| Given exercise |
Copy every row below word for word, leaving the pictures out.

| Position identification records |

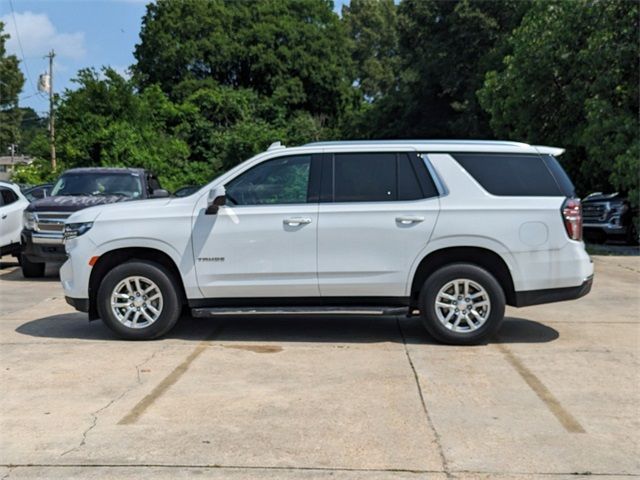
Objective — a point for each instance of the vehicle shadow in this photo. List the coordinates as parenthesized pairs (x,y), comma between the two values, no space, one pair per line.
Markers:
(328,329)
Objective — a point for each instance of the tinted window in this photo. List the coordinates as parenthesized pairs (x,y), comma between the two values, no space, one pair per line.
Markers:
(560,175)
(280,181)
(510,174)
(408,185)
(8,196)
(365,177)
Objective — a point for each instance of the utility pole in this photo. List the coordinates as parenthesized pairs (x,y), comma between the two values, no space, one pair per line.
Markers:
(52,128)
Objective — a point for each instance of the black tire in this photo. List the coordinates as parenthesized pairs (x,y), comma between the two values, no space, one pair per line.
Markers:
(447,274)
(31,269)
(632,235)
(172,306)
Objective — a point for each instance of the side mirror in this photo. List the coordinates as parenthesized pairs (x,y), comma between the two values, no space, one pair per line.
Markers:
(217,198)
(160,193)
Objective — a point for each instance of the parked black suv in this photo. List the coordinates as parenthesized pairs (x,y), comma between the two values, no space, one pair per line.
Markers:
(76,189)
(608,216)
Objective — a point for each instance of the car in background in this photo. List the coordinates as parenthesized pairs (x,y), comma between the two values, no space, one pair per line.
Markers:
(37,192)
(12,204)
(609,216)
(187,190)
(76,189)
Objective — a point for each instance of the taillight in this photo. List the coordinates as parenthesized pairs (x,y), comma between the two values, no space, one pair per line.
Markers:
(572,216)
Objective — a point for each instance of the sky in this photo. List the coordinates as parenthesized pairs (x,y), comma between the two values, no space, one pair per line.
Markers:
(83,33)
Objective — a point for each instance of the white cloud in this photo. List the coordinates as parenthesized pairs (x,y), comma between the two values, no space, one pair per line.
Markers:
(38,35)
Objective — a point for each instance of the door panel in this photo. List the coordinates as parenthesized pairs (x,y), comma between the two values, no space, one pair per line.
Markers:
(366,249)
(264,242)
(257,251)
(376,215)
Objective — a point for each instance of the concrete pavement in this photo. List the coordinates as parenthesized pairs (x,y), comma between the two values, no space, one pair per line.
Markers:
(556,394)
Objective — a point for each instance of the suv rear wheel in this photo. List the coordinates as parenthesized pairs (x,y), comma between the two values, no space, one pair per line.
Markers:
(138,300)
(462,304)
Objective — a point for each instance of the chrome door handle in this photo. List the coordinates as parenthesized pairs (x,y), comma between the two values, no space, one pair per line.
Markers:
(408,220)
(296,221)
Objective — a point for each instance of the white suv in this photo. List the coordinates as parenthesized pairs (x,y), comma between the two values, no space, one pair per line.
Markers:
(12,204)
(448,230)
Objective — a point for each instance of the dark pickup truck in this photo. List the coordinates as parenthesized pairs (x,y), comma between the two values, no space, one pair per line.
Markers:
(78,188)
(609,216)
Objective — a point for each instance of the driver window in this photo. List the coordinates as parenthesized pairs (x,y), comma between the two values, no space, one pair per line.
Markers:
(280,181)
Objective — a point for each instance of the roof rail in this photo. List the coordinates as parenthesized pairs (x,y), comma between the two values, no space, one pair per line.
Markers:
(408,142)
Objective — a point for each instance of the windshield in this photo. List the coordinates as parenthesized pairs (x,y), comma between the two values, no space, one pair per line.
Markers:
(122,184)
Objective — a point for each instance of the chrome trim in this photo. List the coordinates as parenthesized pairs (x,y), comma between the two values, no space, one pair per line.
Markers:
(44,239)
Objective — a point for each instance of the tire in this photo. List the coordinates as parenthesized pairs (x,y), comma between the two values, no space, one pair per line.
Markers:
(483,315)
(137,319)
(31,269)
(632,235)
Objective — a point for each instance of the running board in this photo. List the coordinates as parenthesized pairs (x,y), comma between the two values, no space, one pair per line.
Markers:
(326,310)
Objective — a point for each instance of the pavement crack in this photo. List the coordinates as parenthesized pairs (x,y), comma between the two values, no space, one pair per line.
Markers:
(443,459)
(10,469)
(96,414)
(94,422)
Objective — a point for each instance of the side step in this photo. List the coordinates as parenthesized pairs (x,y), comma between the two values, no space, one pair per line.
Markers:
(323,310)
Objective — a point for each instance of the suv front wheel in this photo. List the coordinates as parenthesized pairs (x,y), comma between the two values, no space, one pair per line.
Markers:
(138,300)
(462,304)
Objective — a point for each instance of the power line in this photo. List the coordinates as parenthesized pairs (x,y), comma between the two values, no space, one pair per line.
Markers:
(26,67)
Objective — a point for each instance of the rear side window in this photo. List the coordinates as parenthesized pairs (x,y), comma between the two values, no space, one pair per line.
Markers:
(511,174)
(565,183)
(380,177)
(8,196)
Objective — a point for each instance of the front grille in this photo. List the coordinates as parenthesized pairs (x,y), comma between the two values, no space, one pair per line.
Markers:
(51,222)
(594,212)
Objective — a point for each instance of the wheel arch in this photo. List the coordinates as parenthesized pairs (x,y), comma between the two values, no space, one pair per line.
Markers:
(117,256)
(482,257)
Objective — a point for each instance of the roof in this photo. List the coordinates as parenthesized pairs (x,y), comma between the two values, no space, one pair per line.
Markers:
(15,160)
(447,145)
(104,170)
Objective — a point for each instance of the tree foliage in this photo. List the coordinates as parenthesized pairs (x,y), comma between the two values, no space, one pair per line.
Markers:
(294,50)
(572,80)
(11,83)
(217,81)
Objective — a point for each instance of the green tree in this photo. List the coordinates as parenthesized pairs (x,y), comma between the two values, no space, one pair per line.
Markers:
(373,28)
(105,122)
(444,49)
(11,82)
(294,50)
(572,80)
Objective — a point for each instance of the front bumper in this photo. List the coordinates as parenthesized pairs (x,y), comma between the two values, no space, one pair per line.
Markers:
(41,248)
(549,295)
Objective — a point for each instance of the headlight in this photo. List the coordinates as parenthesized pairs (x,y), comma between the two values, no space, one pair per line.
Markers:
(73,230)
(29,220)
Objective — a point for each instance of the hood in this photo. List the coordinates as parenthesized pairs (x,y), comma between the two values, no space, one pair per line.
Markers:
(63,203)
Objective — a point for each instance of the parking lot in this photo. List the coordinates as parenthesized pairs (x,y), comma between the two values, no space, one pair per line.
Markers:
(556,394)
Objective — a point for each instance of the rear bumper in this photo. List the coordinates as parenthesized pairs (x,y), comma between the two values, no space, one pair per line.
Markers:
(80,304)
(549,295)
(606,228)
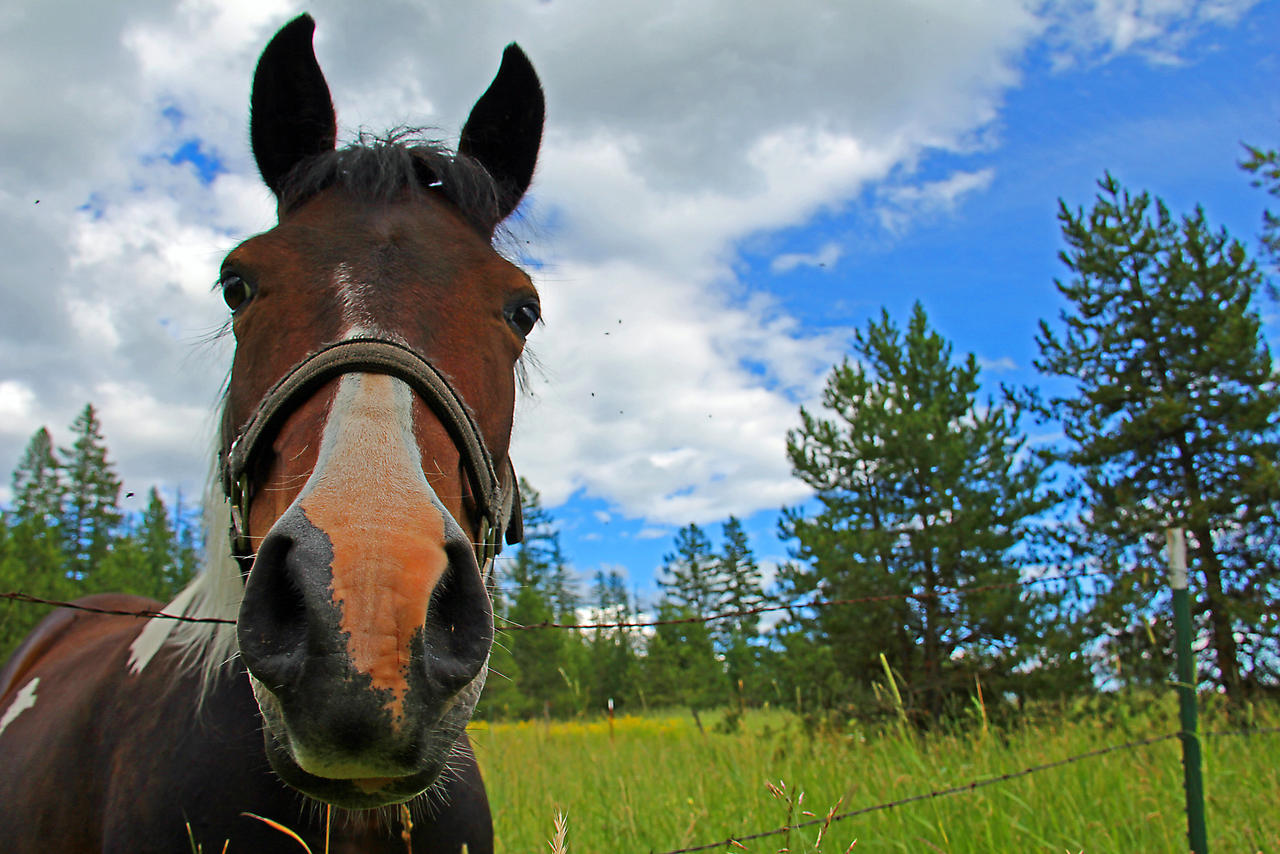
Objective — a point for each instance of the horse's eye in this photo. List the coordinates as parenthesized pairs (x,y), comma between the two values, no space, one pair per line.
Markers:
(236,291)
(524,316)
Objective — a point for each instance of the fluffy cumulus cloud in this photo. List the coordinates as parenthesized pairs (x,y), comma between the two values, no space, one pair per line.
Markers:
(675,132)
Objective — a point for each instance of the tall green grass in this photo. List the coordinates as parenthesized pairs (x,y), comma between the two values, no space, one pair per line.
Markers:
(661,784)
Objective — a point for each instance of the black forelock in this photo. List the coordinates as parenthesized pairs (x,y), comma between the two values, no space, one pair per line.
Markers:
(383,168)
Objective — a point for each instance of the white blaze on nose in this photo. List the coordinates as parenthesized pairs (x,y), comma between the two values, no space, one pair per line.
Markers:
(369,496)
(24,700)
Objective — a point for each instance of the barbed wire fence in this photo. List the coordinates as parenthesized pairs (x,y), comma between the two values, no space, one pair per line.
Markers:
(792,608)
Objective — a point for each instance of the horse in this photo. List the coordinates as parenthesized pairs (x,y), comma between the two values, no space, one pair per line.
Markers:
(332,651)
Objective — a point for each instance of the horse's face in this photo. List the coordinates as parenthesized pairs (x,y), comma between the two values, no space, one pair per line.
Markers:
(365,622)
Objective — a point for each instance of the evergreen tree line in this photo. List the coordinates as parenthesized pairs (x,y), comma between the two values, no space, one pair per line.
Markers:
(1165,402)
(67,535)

| Expected answer |
Objective — a point for each instance of the vehicle shadow in this photo. List the coordinates as parenthesized pairs (x,y), comma between the two values, no space, one pair per line.
Markers:
(328,329)
Objective — a point for each instance of the tinted window in this photo. List the coordinates as parenthesized pairs (x,y), comma between the two values, no space, one pair per line.
Markers:
(560,175)
(280,181)
(510,174)
(408,185)
(8,196)
(365,177)
Objective — a point for each instance of the utility pole in this photo. List the coordinates as parenthesized pairs (x,y), comma between the two values, no space, one pair per line.
Markers:
(52,128)
Objective — a point for each instance of the black tire in this photo. List the coordinates as parenthesized pairs (x,y), comma between the two values, no space, one pair per line.
Markers:
(447,274)
(31,269)
(632,235)
(172,306)
Objective — a point for each instance of the side mirror in this photo. List the coordinates as parenthesized pairs (x,y), comma between the two values, no space, one pair per line.
Markers:
(217,198)
(160,193)
Objective — a point for each instance of the parked black suv in this photo. List the coordinates as parenthesized pairs (x,y), comma between the two values, no space, one pair per line.
Markers:
(76,189)
(608,216)
Objective — a point for each instance of the car in background in this photo. List the coordinates as parenthesized pairs (x,y), comma between the two values, no space, one pair per line.
Markers:
(37,192)
(12,204)
(609,216)
(187,190)
(76,189)
Objective — a point for each instance of the taillight in this photo. List the coordinates as parenthesized pairs (x,y), comma between the two values, no space, one pair per line.
Markers:
(572,216)
Objective — a point for each instance of the sky in this photo. List the coordinates as parenthesized pairs (x,y), comma between the two values, no space, one pair per line.
Markers:
(83,33)
Objective — a point for each instance of the white cloud in this photo. List the coordinates as parenthesized pairs (x,y), comma between the two values, no space, one pair per line.
Markers:
(38,35)
Objective — a point for each instance of the door panel in this photo. List the coordinates as parenthesized pairs (x,y), comma between the two values, no space, one pair per line.
Markers:
(366,249)
(264,242)
(257,251)
(376,215)
Objective — a point for each instance of the concrete pavement in this photo. List the coordinates as parenthesized pairs (x,y), comma between the two values, no space, one pair per line.
Markers:
(556,394)
Objective — a point for each instance of the suv rear wheel in this photo. List the coordinates as parenthesized pairs (x,y), comma between the two values, no space, one pair per line.
Markers:
(138,300)
(462,304)
Objective — a point for each instance of the chrome door handle in this photo. List the coordinates as parenthesized pairs (x,y), comma between the two values, no space, one pair per line.
Markers:
(408,220)
(296,221)
Objective — a point for each instance of the white suv in this photo. List the coordinates as parenthesized pairs (x,y), comma between the two values, no space, one pair per line.
Markers:
(12,204)
(448,230)
Objective — a point for each instance of the dark pickup truck in this photo. List the coordinates as parenthesized pairs (x,y), comma between the two values, no space, one pair per line.
Markers:
(78,188)
(609,216)
Objective — a point for each instance of the driver window in this photo. List the coordinates as parenthesized pairs (x,y), comma between the two values, no space, one pair per line.
Markers:
(280,181)
Objective — a point for each instance of the roof rail in this photo. List the coordinates as parenthesized pairs (x,y), comma between the two values, no space, one pair per line.
Markers:
(408,142)
Objective — a point for each instance of the windshield in this photo. List the coordinates as parenthesized pairs (x,y), comma between the two values, no space, one pair per line.
Markers:
(122,184)
Objective — a point for each instance of the chrome trim in this photo. List the coordinates as parenthesized pairs (x,y), comma between the two values, no space, one pair per line.
Markers:
(44,239)
Objective — a point for each instance of the tire in this photo. List the coordinates as parenthesized pairs (x,y), comma between the two values, no space, one pair per line.
Markers:
(483,315)
(137,319)
(31,269)
(632,235)
Objective — a point for each instance of the running board in this photo. List the coordinates as parenthesized pairs (x,y), comma between the two values, no space, one pair per line.
Markers:
(326,310)
Objective — a point for each instance of the pavement crack in this photo. List the coordinates as parenthesized pairs (x,y), comma between the two values, no space, one pair per line.
Markers:
(443,459)
(10,469)
(96,414)
(94,422)
Objective — a point for each instance of the side step in this photo. List the coordinates as parenthesized pairs (x,y), comma between the two values, no space, one pair per line.
Markers:
(323,310)
Objective — a point for each instance of the suv front wheel in this photo. List the coordinates as parenthesized pairs (x,y), comma between the two values, no space, one pair per line.
Markers:
(138,300)
(462,304)
Objective — a point for each instance of the power line in this photo. List the coordinates as parenthesized pairs (x,y), comma between the two values, no space, one pair per line.
Markers:
(26,67)
Objective — a point for each instance of the rear side window in this photo. List the coordinates as parenthesized pairs (x,y), comma between the two values, no space, one pair per line.
Markers:
(511,174)
(565,183)
(380,177)
(8,196)
Objective — a point for each instance of the front grille in this photo. List the coordinates as parenthesized pairs (x,y), comma between the two values, no space, one pair per line.
Markers:
(51,222)
(594,212)
Objective — a point for each instance of the wheel arch in this photo. List the coordinates as parenthesized pairs (x,y), comma between the two values, no space, one pair per line.
Markers:
(117,256)
(482,257)
Objective — a point for each instance of the roof in this photo. List the coordinates as parenthesized pairs (x,y), comma between the two values, no space, one pair per line.
Markers:
(15,160)
(447,145)
(104,170)
Objective — a point for each instance of the tree foliage in this photo. List the coordinates as parenthesized pairs (x,y), comma between the two values, no space, one pair per line.
Markers:
(294,50)
(572,80)
(11,83)
(217,81)
Objective — a point for each instance of the green tree in this photo. List the coordinates as parenthesized pairs (x,y), comma between the two values, no space, one pair per line.
Markers:
(373,28)
(105,122)
(444,49)
(11,82)
(294,50)
(572,80)
Objective — a point for each instance of the front bumper in this photo. List the coordinates as parenthesized pairs (x,y), comma between the two values, no space, one pair per line.
Markers:
(41,248)
(549,295)
Objective — a point for each instance of the headlight in this photo. List the coordinates as parenthesized pairs (x,y), comma between the two values, no space, one pair per line.
Markers:
(73,230)
(29,220)
Objective — a point for each instance of the hood in this photo. List the coordinates as parenthesized pairs (x,y), comma between the two values, no space, one pair per line.
Markers:
(63,203)
Objective — a point for each instance of the parking lot in this photo. List the coordinates as parenthesized pairs (x,y), comma between the two values, no space, one pair per line.
Markers:
(556,394)
Objective — a point for each instance of the rear bumper in this photo. List the coordinates as parenthesized pairs (x,y), comma between the two values, no space, one pair per line.
Markers:
(80,304)
(549,295)
(606,228)
Objective — a point for each instance of the horse's eye in this photo. List the coordinates as parenthesized pairs (x,y), comma between the two values, no space, one pair per line.
Markers:
(236,291)
(524,316)
Objective — a point for each instance of the fluffy cumulus cloud in this photo. List the coordinates as parenthesized pairs (x,y), comma between the two values, no space, one pair per line.
Markers:
(675,132)
Objective — a point for each instance of the tall green grass in this photo. List the coordinates as parenthesized pairs (x,y), comma between the two values, no space, one pair per line.
Markers:
(661,784)
Objective — a point for each instance of the black forelock in this photo. List the coordinates as parenthesized pairs (x,y), comma between the two values, no space, one pair per line.
Markers:
(383,168)
Objective — a point for each instance of the white blaze on nose in this photo. List the coordinates as parenthesized pairs (x,y), comma between the two values, no space, one pair per line.
Markers:
(369,496)
(24,700)
Objective — a point for each instance of the barbed wire fence in this photo. List the coordinates as parenthesized pairs (x,y), comma between the two values, no space, one pair per line.
Markers:
(792,608)
Objective — a point for each instance of the horse in this photo. List the coordinates as parenthesized pairs (x,y), comma between the two values, no space, one pair per line.
Markers:
(332,651)
Objective — a point for each instance of the horse's face in this photo. List the coordinates as parenthesized pairs (x,y), comma between the two values, no space, one pair per line.
Markers:
(365,622)
Objective — a point for each instance of the evergreen tree line in this photo. List the coordinates as parenthesized pairs (x,y), comma between the two values, no space, one pair per line.
Markers:
(1165,402)
(67,535)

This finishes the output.